-------- SELECTED PASSAGE

EH MA HO, wonderful, marvelous butter lamps. (1 offer these) beautifully exulted clear and luminous lights to the thousands Buddhas of the fortunate on, to all the Buddhas and bodhisattvas of the infinite pure lands of the ten directions and to all the gurus, deities, dakas, Dakinis, dharma protectors and the assembly of deities of the mandalas.

(Due to the prayer) may my parents and all the sentient beings in this life and in all their future lives, be able to see directly the actual pure lands of the complete and perfect Buddhas and unify with Amitaba Buddha in inseparable oneness.

Due to the power of the truth of the Triple Gem and the assembly of deities of the three roots.

Please bless and may the prayer be swiftly accomplished.

Om Mani Padme Hum

Om Mani Padme Hum

This is something that I've been chanting since I've arrived. And even without knowing the specific breakdown of meaning of the pose, I chanted it anyways- because chanting it changed the whole vibration in my body. After just a minute of chanting it- whether out loud or mentally, tears would start coming down my face. Now that I've done my research, I realize how and why it's been so moving....

OM : 
Helps to overcome: Pride, Ego

MA :
Helps to overcome: Jealousy

NI :
Helps to overcome: Passion, Desire

PAD : 
Helps to overcome: Ignorance, Prejudice

ME :
Helps to overcome: Poverty, Possessiveness 

Helps to overcome: Agression, Hatred

"It is very good to recite the mantra Om mani padme hum, but while you are doing it, you should be thinking on its meaning, for the meaning of the six syllables is great and vast... The first, Om [...] symbolizes the practitioner's impure body, speech, and mind; it also symbolizes the pure exalted body, speech, and mind of a Buddha[...]"
"The path is indicated by the next four syllables. Mani, meaning jewel, symbolizes the factors of method: (the) altruistic intention to become enlightened, compassion, and love.[...]"
"The two syllables, padme, meaning lotus, symbolize wisdom[...]"
"Purity must be achieved by an indivisible unity of method and wisdom, symbolized by the final syllable hum, which indicates indivisibility[...]"
"Thus the six syllables, om mani padme hum, mean that in dependence on the practice of a path which is an indivisible union of method and wisdom, you can transform your impure body, speech, and mind into the pure exalted body, speech, and mind of a Buddha[...]"

----------------
-------- LISTED RECORDS

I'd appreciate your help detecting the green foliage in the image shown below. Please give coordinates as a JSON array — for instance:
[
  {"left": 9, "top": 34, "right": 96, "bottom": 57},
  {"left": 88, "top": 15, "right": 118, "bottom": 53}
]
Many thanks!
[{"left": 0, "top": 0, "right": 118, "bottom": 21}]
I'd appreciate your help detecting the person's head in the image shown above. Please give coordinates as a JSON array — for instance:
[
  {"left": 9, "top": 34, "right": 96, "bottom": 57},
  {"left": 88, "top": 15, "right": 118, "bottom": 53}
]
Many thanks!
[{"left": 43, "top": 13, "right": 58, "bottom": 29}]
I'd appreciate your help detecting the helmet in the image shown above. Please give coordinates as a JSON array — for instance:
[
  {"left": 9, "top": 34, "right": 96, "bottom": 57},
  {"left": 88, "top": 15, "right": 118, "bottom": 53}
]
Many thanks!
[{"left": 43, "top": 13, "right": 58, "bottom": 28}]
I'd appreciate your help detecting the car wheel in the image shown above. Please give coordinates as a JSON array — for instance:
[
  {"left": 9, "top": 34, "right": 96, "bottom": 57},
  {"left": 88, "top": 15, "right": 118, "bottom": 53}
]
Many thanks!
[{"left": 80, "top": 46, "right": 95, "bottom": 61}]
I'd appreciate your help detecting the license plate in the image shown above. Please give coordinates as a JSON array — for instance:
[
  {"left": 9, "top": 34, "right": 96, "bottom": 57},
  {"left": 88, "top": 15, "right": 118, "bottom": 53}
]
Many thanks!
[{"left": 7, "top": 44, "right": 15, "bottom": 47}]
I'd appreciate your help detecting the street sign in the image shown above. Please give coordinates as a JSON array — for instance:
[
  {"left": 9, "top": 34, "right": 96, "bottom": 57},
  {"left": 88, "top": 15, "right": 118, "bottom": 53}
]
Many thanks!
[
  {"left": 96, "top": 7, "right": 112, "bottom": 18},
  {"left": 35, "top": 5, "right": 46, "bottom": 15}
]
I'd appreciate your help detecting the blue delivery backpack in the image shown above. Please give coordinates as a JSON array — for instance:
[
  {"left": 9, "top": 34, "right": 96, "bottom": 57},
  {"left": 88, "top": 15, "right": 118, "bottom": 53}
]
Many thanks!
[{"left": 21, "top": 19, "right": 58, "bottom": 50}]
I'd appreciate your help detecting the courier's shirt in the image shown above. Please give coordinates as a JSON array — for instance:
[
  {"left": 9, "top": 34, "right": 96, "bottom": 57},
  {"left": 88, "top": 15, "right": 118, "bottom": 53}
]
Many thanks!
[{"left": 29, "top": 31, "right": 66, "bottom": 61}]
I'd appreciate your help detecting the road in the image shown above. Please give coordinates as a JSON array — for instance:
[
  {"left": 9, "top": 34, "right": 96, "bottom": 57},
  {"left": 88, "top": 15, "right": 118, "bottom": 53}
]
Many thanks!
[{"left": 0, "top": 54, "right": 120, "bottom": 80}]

----------------

- [SET EXERCISE 1] In the passage on the Om Mani Padme Hum mantra, what does the word "mani" mean?
- [SET EXERCISE 2] Reproduce the passage on the Om Mani Padme Hum mantra word for word, starting with "EH MA HO, wonderful, marvelous" and going on through "be swiftly accomplished.".
- [SET EXERCISE 3] Carry the passage on the Om Mani Padme Hum mantra further, picking up after its final sentence.
The rows come from a separate source and are unrelated to the passage on the Om Mani Padme Hum mantra.

- [EXERCISE OUTPUT 1] Jewel.

- [EXERCISE OUTPUT 2]
EH MA HO, wonderful, marvelous butter lamps. (1 offer these) beautifully exulted clear and luminous lights to the thousands Buddhas of the fortunate on, to all the Buddhas and bodhisattvas of the infinite pure lands of the ten directions and to all the gurus, deities, dakas, Dakinis, dharma protectors and the assembly of deities of the mandalas.

(Due to the prayer) may my parents and all the sentient beings in this life and in all their future lives, be able to see directly the actual pure lands of the complete and perfect Buddhas and unify with Amitaba Buddha in inseparable oneness.

Due to the power of the truth of the Triple Gem and the assembly of deities of the three roots.

Please bless and may the prayer be swiftly accomplished.

- [EXERCISE OUTPUT 3]
Thoughts to be had whilst chanting:

Being and non-beings proliferate loving compassion and indivisible intelligent equanimity; Om Mani Padme Hum.

That is the natural ubiquitous pervasive force of consciousness. These frequencies are in the Sanskrit tongue, act as a harmonic sound resonance against blocking energy, or sleeping energy. 

Mountain Time.

Ironic moment: as we are flying into Kathmandu, I'm craning my neck to get a glimpse out the window (im the aisle seat) at the magical Himalayas and the woman who is in the window seat is blind. I don't think it mattered though, because being in their presence is actually a tangible thing, you can feel them. 

Aside from knowing that there's lots of hiking, I know absolutely nothing about Nepal. This thought hit me this morning as I was half asleep, waiting to collect my bag at the carousel. I had no plan, no ambition, and (momentarily) no energy. So, I saw a woman that looked like she'd be nice and I asked her where SHE was going. She mentioned a town that I've never heard of, but I just got a good vibe off her, so I asked if she wouldn't mind if I tagged along. And so, here I am, in Boudha. There's a gorgeous stupa here and some cute cafes and shops. Currently my thought is that I'm moving on tomorrow, 6 hours northwest to Pokhara. Boudha is nice, but there's no water around here- and I realize that this is throwing my whole vibration off. In Sri Lanka I was surfing everyday, in Goa there was the Arabian Sea, in Rishikesh I had the Ganga and now....cement, and not the best view of the Himalayas. So, Pokhara is a town built around a picturesque lake, which reflects the Himalayas that are reaching into the clouds. I'm feeling a bit restless after being sick for those few days, so I'm looking forward to getting back to my regular self practice and taking some classes. I might try my hand at Ayurvedic massage. We'll see how it goes. I also might be up for one of the shorter treks. For now, I'm delirious- typing this with eyes half closed as I sip some fresh lemongrass tea. Badabing, I'm in Nepal and life is good. 


I swam and sunned, and then when I asked about the sauna I was also handed a spa menu...
I spent a full hour going from the complimentary sauna to eucalyptus steam room, to hot tub to cold plunge. I moisturized and scrubbed, and scrubbed and scrubbed and scrubbed. I got a magnificent 90 minute deep tissue massage and a 60minute pedicure-- I am now a full inch shorter as she took off that much dirt and dead skin from the bottom of my feet.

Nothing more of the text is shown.